> _TEXT PASSAGE_:
•••••

Jerry Hall once said her mother told her a woman had to be a cook in the kitchen and a whore in the bedroom, well I've become a label whore in the kitchen. We'll leave the bedroom for a later blog. This is the opposite to my outlook on fashion. I wear what is a little bit different and what flatters my frame. I refuse to wear something unflattering or outright ugly just because it is "trendy" or some celebrity who was paid to do so, wore it. I believe a sweatshirt, regardless of how expensive it was, is still a sweatshirt and is best suited to the gym (I'm looking at you BENCH), but I will absolutely drool over Kitchen Aid. It is my weakness, and my guy exploits it mercilessly!

Ok, maybe I brought it on myself by not being able to pass the kitchen appliance section of any department store without having a peak. Soon he was ogling with me, comparing stand mixers. I had secret pipe dreams of the Architect but figured it was out of my league. Then on my birthday, there it was, the mother of all stand mixers, the one I had not even dared to consider, the Professional 600. Next he brought over the Kitchen Aid spatula set he won as a tie-in promotion with laundry detergent. This morning I mentioned we needed a pair of kitchen scissors, a new Kitchen Aid knife set, including scissors, now sits on my counter.

And so slowly, using the power of suggestion, endless repetition and Kitchen Aid my acquiescence is being bought, bribed and indoctrinated. I may cave a little. I may even cave a lot, but puppies are the only creatures I'll be raising. Period.

•••••

> _SOURCE MATERIAL_:
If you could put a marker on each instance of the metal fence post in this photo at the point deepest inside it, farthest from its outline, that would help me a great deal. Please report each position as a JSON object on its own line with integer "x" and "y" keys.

•••••

> _GIVEN INSTRUCTION_: In the blog post about Kitchen Aid, which stand mixer did the writer get on their birthday?

> _RESPONSE_: The Kitchen Aid Professional 600.